Source extract

━━━━━━━━━━

House Appropriators Scrutinize Air Force Fighter Plans


F-35A Lightning II fighter jets assigned to the 388th Fighter Wing's 4th Fighter Squadron taxi during Red Flag 19-1 at Nelllis AFB, Nev., Feb. 6, 2019. Air Force photo by R. Nial Bradshaw.

House appropriators this week are using the 2020 budget cycle to weigh in on the Air Force’s future force plans, calling into question the service’s fighter procurement strategy and arguing Congress needs a bigger say in the process.

“The committee does not view ‘The Air Force We Need’ analysis as a definitive solution to the Air Force’s requirements under the National Defense Strategy, or as a firm goal to guide immediate resourcing decisions, but rather as the first step of an iterative analytical, programming, and budgeting process to be undertaken in dialogue with the congressional defense committees,” according to the report accompanying the House Appropriations Committee’s fiscal 2020 defense spending bill.

Still, lawmakers concluded that the Air Force’s planned investments largely fall in line with the “Air Force We Need” blueprint, which DOD submitted to Capitol Hill earlier this year. Buying seven fifth-generation fighter jets for every one fourth-gen fighter strikes a “reasonable balance” between pursuing more capable aircraft and maintaining the size of the F-15 fleet, they added.

While an “unanticipated” request, recapitalizing the F-15C/D fleets with F-15EX would preserve Air National Guard units in California, Florida, Louisiana, Massachusetts, and Oregon, and would make “critical contributions” to carrying out the NDS, lawmakers wrote.

The HAC bill, released May 20, recommends the Air Force purchase 68 new fighters in 2020, including eight F-15EXs from Boeing for $985.5 million and 60 F-35As from Lockheed Martin for $5.1 billion. The Air Force asked for 48 Joint Strike Fighters in its budget request—plus another 12 in an unfunded priorities list—and eight F-15EXs.

HAC’s suggestion totals four fewer fighters than the 72 jets a year the Air Force says would achieve the goals of the National Defense Strategy and shrink the average fighter age from about 27 years to 15. The “Air Force We Need” envisions growing the department from 312 to 386 squadrons, including seven new fighter squadrons.

But the budget doesn’t reflect that ambition, appropriators said.

“The resources to initiate and sustain such growth simply do not exist within the fiscal year 2020 budget request or future years defense program, nor does the Air Force’s five-year plan for fighter procurement achieve 72 new aircraft within any year,” according to the report. “The plan that has been submitted to the committee requests 48 F-35A aircraft in fiscal year 2020 and every year thereafter through 2024, a reduction of 30 aircraft compared to the 2017 Selected Acquisition Report profile for the F-35 program.”

━━━━━━━━━━

Problem
How many F-35As does the House Appropriations Committee bill in the article recommend the Air Force buy in 2020? Rely only on the article about Air Force fighter plans.

━━━━━━━━━━

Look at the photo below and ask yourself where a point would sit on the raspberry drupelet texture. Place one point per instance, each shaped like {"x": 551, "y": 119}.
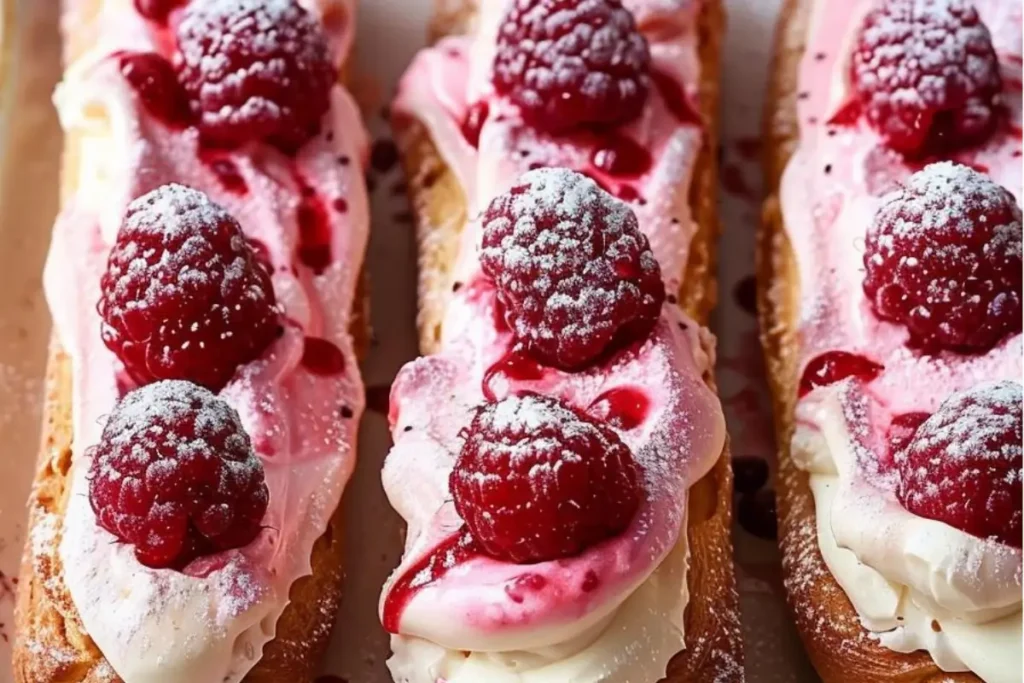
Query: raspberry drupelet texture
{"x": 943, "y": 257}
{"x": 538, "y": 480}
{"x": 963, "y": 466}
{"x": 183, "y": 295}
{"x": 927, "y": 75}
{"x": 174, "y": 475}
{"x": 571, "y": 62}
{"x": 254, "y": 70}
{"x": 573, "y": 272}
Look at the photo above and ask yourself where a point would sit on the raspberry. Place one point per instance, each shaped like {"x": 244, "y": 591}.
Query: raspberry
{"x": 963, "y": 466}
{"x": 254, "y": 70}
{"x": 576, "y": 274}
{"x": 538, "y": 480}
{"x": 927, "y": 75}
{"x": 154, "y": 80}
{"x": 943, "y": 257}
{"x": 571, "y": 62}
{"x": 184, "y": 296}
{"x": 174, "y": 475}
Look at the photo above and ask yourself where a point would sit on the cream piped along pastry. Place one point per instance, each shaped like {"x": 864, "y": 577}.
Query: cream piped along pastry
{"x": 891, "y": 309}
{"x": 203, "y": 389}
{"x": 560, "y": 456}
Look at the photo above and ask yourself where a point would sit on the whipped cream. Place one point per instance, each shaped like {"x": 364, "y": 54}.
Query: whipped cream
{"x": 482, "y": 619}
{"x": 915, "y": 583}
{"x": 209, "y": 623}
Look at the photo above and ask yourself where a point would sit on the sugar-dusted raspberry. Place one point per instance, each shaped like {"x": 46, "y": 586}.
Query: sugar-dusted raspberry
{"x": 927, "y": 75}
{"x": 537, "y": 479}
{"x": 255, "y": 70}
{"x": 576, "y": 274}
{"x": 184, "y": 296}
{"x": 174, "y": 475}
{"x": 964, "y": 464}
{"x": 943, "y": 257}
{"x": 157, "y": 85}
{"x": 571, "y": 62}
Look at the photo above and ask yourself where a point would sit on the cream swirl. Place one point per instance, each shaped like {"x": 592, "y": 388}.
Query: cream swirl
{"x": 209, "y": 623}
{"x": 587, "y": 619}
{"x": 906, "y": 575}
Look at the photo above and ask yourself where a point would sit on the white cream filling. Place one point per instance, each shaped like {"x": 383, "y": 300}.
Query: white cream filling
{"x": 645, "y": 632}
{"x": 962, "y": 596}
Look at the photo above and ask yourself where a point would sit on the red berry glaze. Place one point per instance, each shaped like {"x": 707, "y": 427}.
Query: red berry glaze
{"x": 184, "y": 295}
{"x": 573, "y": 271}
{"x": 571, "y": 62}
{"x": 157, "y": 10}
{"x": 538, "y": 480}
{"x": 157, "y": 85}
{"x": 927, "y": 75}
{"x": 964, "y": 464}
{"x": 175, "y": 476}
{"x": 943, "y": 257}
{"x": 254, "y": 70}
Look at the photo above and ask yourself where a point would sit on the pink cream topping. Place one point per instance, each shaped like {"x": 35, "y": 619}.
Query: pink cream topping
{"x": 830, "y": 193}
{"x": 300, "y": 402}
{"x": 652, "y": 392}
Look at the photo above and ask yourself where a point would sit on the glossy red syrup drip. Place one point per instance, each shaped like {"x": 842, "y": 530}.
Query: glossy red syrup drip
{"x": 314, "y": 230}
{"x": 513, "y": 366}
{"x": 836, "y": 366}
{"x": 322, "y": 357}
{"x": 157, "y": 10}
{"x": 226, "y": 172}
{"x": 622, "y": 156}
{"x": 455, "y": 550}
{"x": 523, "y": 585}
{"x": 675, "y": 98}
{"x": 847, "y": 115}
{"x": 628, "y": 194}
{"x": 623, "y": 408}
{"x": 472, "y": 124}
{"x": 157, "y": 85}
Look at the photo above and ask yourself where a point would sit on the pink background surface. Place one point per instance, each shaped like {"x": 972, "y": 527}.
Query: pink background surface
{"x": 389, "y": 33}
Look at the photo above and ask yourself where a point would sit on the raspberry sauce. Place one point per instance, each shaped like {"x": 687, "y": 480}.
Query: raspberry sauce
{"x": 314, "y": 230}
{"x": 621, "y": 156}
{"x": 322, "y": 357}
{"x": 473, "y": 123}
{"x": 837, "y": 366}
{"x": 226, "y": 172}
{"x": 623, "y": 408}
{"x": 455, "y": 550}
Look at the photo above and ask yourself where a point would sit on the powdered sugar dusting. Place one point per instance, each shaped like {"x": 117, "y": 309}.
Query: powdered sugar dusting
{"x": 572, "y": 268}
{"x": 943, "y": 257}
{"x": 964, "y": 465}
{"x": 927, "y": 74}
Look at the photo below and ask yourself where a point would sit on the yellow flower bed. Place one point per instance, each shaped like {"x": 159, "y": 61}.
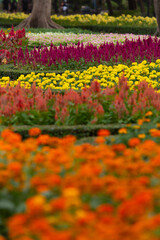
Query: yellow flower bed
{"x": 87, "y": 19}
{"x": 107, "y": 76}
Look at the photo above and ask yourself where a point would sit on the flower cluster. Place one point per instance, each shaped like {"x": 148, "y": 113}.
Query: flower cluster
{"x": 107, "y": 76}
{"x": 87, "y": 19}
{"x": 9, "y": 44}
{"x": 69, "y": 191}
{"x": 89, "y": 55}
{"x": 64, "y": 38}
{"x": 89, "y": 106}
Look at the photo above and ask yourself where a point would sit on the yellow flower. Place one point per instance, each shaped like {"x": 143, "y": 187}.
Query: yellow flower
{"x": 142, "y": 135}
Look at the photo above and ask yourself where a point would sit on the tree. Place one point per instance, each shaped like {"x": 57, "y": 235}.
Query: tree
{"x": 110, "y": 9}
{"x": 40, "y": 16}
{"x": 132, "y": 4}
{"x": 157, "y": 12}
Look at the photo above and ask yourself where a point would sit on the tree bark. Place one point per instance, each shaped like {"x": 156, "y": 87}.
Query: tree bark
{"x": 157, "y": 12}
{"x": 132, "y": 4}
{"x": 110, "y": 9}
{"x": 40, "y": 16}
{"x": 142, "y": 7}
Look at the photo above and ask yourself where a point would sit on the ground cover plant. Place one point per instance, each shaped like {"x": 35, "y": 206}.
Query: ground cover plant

━━━━━━━━━━

Solution for this task
60 F-35As, for $5.1 billion.